読解文 –

WPA 暗号化モードの変更手順については、WPA 暗号化モードの設定 をご参照ください。
802.11r 高速ローミング
ローミング時の音声品質向上のために、特に 802.1X 認証を利用している場合は 802.11r の有効化を推奨します。PSK でも 802.11r の恩恵を受けられますが、通常は RADIUS 応答待ちが不要なため遅延が少なく、必須とは限りません。802.11r 標準は、Wi-Fi 接続のモバイルデバイス向けに VoIP や音声アプリケーションのために設計されています。モバイルデバイスがエリア間を移動する際、AP から切断して別の AP に再接続しますが、802.11r を有効にすると AP 間のローミング時間が短縮され、VoIP デバイスの音声品質が向上します。一部のクライアントデバイスは Fast BSS Transition(802.11r)に対応していない場合がありますので、互換性の確認をおすすめします。
この機能は、「設定 > アクセスコントロール」ページの「ネットワークアクセス > 802.11r」で有効化できます。このオプションが表示されない場合は、ファームウェアのアップデートが必要な場合があります。802.11r の詳細については、高速ローミング技術ガイド をご覧ください。

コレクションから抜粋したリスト

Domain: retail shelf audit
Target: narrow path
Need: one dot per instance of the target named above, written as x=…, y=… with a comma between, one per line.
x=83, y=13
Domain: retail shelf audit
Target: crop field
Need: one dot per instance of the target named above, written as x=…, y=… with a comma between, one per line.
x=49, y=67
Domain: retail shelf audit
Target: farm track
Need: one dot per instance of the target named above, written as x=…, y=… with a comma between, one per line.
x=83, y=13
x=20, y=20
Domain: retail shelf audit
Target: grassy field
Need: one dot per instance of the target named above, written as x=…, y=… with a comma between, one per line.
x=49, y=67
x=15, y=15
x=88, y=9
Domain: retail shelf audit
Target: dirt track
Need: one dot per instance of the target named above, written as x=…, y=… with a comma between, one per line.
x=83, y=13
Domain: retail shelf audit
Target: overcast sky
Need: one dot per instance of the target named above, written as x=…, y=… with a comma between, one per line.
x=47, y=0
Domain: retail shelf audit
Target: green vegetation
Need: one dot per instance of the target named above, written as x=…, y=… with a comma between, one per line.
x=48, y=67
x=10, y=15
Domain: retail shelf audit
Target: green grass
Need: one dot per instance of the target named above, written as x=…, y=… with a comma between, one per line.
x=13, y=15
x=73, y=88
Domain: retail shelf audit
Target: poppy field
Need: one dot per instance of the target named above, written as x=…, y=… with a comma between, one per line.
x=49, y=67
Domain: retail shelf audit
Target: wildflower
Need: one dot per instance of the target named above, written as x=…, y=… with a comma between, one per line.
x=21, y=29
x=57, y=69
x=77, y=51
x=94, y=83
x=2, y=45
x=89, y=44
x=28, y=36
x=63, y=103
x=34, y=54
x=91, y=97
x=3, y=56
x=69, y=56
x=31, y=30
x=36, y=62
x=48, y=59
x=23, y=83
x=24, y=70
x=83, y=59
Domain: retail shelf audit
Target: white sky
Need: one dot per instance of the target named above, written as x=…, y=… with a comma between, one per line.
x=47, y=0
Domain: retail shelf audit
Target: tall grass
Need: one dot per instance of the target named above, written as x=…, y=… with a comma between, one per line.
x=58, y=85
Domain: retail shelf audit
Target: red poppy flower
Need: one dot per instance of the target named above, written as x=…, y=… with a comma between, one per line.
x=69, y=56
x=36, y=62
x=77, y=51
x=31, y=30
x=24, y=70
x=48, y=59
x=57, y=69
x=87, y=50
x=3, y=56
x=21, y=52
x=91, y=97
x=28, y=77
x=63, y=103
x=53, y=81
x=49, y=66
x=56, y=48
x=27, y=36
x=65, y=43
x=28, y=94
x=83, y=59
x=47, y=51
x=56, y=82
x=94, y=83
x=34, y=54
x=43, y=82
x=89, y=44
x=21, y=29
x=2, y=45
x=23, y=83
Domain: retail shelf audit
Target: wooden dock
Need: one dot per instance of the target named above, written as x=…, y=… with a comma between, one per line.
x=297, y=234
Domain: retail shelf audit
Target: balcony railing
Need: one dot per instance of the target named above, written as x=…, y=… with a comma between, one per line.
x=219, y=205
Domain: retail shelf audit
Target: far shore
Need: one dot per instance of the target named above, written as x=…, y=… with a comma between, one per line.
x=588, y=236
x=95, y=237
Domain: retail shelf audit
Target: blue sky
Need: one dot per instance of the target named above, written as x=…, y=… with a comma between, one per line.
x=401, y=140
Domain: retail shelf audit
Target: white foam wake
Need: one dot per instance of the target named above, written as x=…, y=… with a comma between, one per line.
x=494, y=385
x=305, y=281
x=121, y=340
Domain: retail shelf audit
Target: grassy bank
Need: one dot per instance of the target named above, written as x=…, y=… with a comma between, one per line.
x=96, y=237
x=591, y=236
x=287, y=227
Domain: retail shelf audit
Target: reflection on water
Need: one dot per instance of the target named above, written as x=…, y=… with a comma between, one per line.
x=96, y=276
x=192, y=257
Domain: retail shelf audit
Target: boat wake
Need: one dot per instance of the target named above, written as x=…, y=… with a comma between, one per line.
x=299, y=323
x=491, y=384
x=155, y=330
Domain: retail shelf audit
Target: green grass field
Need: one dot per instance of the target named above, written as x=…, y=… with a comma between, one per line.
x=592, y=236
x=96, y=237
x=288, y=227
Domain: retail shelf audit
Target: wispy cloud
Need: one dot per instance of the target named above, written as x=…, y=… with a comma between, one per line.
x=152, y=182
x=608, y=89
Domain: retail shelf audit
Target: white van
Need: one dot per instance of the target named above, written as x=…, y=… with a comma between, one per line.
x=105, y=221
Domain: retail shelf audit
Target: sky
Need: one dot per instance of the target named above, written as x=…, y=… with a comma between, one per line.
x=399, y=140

課題 –
1. 802.11r 高速ローミングの説明文に基づき、次の問いに答えてください。
(a) 802.11r 標準は、どのような用途のために設計されていますか。
(b) この機能は、どのページのどの項目で有効化できますか。
(c) このオプションが表示されない場合、何が必要になることがありますか。
2. 802.11r 高速ローミングの説明文によると、PSK を利用している場合に 802.11r の有効化が必須とは限らないのはなぜですか。1～3文で説明してください。

解答 –
1.
(a) Wi-Fi 接続のモバイルデバイス向けの VoIP や音声アプリケーションのために設計されています。
(b) 「設定 > アクセスコントロール」ページの「ネットワークアクセス > 802.11r」で有効化できます。
(c) ファームウェアのアップデートが必要な場合があります。

2. PSK では通常 RADIUS の応答を待つ必要がなく、もともと遅延が少ないためです。そのため、802.11r の恩恵は受けられるものの、必須とは限りません。